### Source text
▼

Section 2. Regional [Israel history with regional threats has been marked by preemption and US led mediation]

6 days war – 1967 conflict

  • Israel occupied territories after 1967 skirmish. In 1967 the surrounding Arab states unified against Israel. These states gave authority of their militaries to Egypt who then moved armored columns into the Sinai Peninsula. This conflict would be made sense of by the secondary source Just and Unjust Wars by Michael Walzer. The conflict resulted in a unilateral preemptive strike against these Arab states. This preemptive strike resulted in a successful military campaign and a defeat of the Arab neighbors. However, by winning this conflict the Israeli’s occupied three disputed regions – denoted by the map. The Golan Heights, West Bank, and Gaza Strip would become a source of contention even up to present day.

▲

### Entries provided
▼

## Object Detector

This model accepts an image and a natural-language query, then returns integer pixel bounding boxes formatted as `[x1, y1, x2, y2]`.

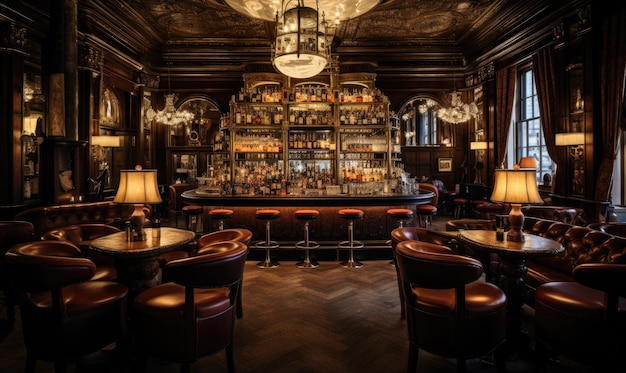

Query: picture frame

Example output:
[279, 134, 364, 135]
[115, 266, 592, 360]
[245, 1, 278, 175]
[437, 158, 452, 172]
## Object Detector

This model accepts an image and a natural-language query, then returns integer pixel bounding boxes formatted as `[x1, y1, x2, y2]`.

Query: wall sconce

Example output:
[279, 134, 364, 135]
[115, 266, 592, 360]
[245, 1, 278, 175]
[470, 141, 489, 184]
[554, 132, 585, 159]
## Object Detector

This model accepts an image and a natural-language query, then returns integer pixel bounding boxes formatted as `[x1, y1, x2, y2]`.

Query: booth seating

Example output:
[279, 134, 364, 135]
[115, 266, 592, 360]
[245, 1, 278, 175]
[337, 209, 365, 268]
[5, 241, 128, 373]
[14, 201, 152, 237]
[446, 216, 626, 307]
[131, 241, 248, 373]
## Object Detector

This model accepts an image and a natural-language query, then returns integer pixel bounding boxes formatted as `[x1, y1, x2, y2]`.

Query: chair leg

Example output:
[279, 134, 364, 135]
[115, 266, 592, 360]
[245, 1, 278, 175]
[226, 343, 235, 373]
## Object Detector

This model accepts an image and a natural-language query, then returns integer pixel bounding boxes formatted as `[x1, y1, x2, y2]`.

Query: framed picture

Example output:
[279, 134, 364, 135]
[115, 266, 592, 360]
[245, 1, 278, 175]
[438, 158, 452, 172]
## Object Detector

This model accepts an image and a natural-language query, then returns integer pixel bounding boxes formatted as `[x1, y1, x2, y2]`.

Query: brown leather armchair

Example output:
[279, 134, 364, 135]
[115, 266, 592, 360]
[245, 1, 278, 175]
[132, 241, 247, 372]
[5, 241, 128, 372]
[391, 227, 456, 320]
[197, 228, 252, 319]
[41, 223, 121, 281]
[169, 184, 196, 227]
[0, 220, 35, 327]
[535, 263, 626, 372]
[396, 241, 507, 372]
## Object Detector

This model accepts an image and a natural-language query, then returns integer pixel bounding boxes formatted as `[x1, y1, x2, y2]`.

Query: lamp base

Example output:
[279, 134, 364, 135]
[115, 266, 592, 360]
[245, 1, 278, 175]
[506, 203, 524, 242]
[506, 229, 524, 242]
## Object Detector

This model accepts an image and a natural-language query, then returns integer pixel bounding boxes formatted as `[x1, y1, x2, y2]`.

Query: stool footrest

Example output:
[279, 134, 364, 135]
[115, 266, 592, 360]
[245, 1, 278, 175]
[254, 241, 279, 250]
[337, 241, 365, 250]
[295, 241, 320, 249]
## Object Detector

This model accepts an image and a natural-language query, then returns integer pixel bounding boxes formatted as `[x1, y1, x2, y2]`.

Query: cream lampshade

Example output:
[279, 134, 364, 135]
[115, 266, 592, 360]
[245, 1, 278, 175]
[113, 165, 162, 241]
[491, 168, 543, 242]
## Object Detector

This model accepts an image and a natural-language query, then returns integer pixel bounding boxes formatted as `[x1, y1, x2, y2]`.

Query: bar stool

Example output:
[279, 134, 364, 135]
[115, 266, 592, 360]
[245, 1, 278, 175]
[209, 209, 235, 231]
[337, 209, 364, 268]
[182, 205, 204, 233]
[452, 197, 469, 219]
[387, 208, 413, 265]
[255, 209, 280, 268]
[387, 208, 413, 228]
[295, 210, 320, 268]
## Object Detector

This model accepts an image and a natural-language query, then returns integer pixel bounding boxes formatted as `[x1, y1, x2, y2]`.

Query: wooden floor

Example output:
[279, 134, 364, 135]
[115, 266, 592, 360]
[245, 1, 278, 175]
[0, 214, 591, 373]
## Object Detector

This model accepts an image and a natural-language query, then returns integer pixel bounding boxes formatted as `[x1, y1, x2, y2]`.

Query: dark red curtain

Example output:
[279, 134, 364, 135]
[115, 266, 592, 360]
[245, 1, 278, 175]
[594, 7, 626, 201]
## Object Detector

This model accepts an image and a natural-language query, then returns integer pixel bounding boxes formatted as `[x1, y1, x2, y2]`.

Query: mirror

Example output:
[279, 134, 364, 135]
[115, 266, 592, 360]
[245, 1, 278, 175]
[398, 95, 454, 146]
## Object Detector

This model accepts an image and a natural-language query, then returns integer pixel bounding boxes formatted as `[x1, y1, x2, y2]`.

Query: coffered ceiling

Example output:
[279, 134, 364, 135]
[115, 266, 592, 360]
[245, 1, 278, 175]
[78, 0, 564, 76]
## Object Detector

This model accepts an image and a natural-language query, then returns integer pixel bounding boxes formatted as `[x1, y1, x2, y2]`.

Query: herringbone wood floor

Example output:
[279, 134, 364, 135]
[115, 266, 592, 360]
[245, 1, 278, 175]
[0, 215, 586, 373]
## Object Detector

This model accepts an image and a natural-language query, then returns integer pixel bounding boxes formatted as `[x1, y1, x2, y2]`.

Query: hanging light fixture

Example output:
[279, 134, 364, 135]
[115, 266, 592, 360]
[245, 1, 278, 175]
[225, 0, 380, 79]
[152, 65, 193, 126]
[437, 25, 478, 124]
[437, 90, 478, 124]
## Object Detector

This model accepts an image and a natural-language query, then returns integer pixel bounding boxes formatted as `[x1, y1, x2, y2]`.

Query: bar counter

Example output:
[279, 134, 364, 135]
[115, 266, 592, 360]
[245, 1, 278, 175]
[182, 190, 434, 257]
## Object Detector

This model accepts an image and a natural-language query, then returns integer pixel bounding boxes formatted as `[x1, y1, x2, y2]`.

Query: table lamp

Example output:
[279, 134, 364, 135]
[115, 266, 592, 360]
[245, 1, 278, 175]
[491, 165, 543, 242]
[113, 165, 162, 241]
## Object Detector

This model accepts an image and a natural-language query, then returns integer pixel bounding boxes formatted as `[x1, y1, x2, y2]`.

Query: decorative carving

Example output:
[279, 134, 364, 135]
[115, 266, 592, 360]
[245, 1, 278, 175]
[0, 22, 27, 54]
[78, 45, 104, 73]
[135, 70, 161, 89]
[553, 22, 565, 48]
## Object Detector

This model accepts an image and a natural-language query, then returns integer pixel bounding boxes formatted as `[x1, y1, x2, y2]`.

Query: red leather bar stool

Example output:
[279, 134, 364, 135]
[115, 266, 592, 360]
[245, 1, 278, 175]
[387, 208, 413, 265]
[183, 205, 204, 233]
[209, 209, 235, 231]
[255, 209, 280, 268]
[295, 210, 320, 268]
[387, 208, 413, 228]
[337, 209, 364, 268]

▲

### To do
1) Name the three disputed regions that Israel occupied after winning the 1967 war, according to the notes on that war.
2) In the notes on the 1967 war, which country was given command of the Arab states' militaries?
3) Carry on the notes on the 1967 war from the point where they stop.

### Task-by-task answers
1)
Golan Heights
West Bank
Gaza Strip

2) Egypt.

3)
à Central Intelligence Agency, . Library of Congress Geography and Maps Division, “Israel..” Last modified 2001. Accessed October 4, 2012. http://www.loc.gov/resource/g7500.ct002039/

  • Egypt and Israel resolve problems. The US led mediation of Israel and her enemies would be carried out by the Americans. The US realized that Israel is America’s best ally in the region. After the 6 day war, the US has supported Israel with military expenditures, financing, and diplomacy. This conflict solidified the relationship between these two states. Moreover, this also led to the US becoming the sole mediator for the state of Israel. The 6 day war ended with Arab states angry at the existence of the state of Israel, and now shared anger on the US for maintaining Israel’s legitimacy.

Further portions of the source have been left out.